#### [Source]
▬▬▬▬▬▬

Pinot Noir Wine Club
Pinot Club - November
We're please to present for the first time a selection of Pinot Noirs from Evening Lands - a winery dedicated to producing pristine cool climate Pinots and Chards from California and Oregon.
This month your allocation is for one bottle of either:
-
Evening Land Santa Rita Hills Pinot Noir
-
Evening Land Santa Rita Hills Pinot Noir Tempest Bloom's Field
-
Evening Land Sonoma Coast Pinot Noir Doc's Ranch
- Evening Land Sonoma Coast Pinot Noir Occidental
(Your first choice might not be available, as we have limited amounts of each cuvée).
Santa Rita Hills: Dark, powerful Pinot Noir with a dense, fleshy texture and rich fruity, earthy, spicy flavors that show graceful curves and energy. It's complex nose of red fruits, cola, and citrus peel is a wonderful surprise!
The 2009 Santa Rita Hills Cuvee Pinot Noir is a blend of Evening Land's estate vineyards and the New Kessler Hawk Vineyard planted on highway 246, west of Melville and Clos Pepe vineyards. This cuvee is a great example of the virtues of Santa Rita Hills Pinot Noir - broad shouldered, but agile and energetic with great complexity and potential longevity. The aromas of ripe stone fruits mingle with mineral, salty and minty blackberry flavors and finishes with balanced acidity. Aged in 33% new French oak for 15 months, this wine was bottled without fining or filtration. Alcohol 14.1%. 500 cases produced.
Tempest: The inaugural release from Evening Land’s newly planted vineyards at the Tempest Estate in the Santa Rita Hills. This wind-swept, mineral laden, and chilled sunlight terroir, produced Evening Land’s most distinctive wines. Planted with heirloom California selections of Pinot Noir at the highest density of vines per acre in the appellation, the Bloom’s Field vineyard makes wines of deep concentration, vibrant aromas, pure fruit, and elegant texture. Plums and wild strawberries follow a nose of kirsch, sea salt and exotic asian spices. Aged in 10 month seasoned French oak barrels for 15 months, this wine were bottled without filtration or fining.From young vines planted to Mt. Eden, Calera and Swan clones. Barrel aged in 10-month-old used French oak. Alcohol 14.1%. Only 200 cases produced.

▬▬▬▬▬▬

#### [Data shown]
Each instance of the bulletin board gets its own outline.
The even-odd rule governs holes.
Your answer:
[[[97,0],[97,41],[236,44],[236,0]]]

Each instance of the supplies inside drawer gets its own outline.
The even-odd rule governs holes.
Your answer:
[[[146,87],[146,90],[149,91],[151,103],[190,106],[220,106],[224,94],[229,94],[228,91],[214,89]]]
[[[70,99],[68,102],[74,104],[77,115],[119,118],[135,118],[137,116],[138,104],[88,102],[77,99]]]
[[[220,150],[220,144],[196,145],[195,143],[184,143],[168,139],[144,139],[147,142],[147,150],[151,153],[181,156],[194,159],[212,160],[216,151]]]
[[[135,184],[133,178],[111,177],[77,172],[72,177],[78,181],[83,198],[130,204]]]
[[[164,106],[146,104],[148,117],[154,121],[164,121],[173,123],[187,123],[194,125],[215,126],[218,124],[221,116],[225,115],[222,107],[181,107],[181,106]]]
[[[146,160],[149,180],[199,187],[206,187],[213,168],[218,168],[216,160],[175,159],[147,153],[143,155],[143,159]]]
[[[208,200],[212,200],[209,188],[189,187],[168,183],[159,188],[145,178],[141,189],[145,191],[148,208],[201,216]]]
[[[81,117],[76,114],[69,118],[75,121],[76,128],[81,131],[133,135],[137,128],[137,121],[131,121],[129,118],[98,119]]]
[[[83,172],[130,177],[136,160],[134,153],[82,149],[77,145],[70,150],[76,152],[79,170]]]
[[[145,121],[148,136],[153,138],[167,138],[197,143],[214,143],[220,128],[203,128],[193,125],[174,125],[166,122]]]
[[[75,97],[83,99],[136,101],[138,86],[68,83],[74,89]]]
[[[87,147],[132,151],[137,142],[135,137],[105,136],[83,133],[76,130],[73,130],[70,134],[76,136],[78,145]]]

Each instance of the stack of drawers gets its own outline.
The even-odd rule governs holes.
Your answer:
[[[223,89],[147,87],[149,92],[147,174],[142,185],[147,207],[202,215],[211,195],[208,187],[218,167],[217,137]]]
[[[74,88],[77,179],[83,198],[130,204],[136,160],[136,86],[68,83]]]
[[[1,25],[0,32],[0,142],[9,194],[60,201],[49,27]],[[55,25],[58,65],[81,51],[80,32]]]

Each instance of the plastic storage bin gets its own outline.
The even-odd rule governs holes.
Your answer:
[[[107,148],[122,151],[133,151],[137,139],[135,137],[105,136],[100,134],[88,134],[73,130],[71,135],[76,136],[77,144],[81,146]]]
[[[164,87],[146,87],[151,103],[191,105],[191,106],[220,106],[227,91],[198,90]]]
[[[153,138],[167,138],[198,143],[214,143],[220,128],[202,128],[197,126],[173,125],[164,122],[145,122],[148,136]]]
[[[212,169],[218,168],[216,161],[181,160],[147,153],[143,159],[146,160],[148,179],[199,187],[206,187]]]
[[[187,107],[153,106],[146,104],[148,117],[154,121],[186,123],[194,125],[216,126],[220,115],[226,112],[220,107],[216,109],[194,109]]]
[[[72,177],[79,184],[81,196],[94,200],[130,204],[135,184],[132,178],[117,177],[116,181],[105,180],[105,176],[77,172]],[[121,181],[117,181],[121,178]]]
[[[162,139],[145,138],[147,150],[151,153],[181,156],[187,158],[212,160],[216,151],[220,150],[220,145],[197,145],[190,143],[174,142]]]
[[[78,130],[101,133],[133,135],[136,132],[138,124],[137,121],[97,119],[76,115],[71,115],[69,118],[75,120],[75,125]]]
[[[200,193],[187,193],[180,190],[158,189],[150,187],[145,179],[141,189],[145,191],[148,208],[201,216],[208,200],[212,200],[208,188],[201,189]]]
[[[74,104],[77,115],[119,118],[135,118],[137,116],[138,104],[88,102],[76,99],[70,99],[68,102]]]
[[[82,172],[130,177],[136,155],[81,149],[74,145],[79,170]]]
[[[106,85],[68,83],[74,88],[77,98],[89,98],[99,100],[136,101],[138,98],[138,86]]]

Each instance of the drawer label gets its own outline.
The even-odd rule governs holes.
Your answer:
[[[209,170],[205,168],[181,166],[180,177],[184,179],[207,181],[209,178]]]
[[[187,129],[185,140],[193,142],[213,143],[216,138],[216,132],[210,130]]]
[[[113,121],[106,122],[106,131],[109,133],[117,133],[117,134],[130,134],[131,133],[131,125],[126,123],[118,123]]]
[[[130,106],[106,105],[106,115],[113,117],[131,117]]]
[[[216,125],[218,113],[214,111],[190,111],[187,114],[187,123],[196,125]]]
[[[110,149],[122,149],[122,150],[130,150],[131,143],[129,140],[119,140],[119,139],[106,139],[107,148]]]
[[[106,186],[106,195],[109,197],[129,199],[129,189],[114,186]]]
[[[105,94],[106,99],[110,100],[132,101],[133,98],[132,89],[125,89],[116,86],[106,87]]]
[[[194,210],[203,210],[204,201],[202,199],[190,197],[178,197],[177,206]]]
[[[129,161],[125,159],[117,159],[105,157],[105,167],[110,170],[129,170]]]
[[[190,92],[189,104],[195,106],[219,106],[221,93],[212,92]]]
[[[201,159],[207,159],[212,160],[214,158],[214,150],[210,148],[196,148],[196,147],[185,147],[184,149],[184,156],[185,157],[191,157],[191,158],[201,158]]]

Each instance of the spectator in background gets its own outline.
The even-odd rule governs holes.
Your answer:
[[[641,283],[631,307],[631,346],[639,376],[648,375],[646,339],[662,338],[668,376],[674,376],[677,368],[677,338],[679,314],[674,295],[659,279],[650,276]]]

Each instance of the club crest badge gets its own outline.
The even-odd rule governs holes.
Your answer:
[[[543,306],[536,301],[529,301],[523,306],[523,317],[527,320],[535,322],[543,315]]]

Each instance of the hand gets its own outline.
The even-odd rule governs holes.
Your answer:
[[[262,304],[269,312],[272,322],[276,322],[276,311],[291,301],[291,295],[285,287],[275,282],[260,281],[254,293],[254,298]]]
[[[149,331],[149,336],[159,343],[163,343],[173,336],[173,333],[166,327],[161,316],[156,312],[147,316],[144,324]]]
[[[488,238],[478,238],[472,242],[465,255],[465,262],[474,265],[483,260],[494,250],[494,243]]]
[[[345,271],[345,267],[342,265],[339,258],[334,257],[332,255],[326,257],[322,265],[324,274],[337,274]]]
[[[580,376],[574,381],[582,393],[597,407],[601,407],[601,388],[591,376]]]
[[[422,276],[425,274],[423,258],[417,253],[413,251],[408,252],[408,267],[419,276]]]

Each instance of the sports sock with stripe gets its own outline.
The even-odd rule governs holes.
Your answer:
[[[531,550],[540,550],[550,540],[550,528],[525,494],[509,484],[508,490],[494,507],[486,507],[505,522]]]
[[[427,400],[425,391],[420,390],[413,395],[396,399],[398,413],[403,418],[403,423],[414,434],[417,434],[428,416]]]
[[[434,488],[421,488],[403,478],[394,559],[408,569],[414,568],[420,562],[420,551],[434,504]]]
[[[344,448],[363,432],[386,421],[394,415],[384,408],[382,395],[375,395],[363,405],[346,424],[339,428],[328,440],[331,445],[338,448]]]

▬▬▬▬▬▬

#### [Requests]
1. According to the Pinot Noir club page, how many cases of the 2009 Santa Rita Hills Cuvee Pinot Noir were produced?
2. Carry on the Pinot Noir club page from the point where it stops.
The listing isn't needed for anything here.

#### [Answers provided]
1. 500 cases.

2.
Doc's Ranch: Bright ruby-red. Sexy, highly perfumed nose displays raspberry preserves, candied rose, star anise, white pepper and a hint of woodsmoke. Clean, succulent red berry and floral pastille flavors show depth as well as energy and snap. Sharply delineated, youthful and very fresh, finishing with excellent clarity and persistence. This is delicious now. 92 points, Tanzer
Occidental: Full, bright red. Youthfully tight but focused aromas of wild strawberry, cherry, Asian spices and tarragon, with deeper notes of cola and black tea. Highly concentrated dark berry and cherry-cola flavors are complicated by smoky herbs, licorice and candied flowers, with fine-grained tannins adding structural support. This densely packed but lithe wine finishes with impressive clarity and spiciness and an echo of floral pastilles. 92 points, Tanzer.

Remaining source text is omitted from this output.